#### [EXERCISE INSTRUCTIONS]
Among the lines below, some may contain the string "glass". Say how many do, and give nothing besides the number.

[Opening EXTRACTED DATA section]

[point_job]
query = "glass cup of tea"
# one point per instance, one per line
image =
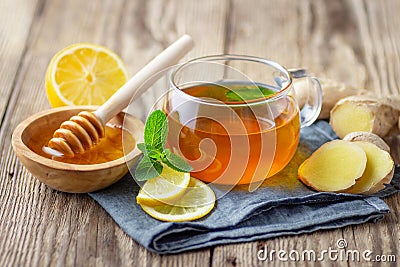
(235, 118)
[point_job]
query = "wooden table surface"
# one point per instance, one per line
(354, 41)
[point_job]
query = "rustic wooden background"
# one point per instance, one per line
(354, 41)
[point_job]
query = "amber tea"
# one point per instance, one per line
(250, 142)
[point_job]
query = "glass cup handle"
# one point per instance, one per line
(312, 106)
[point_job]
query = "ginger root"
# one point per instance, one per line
(334, 167)
(378, 171)
(332, 92)
(363, 113)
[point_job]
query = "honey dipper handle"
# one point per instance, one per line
(135, 86)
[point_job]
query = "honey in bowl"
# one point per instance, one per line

[Closing EXTRACTED DATA section]

#### [ANSWER TO THE PROBLEM]
2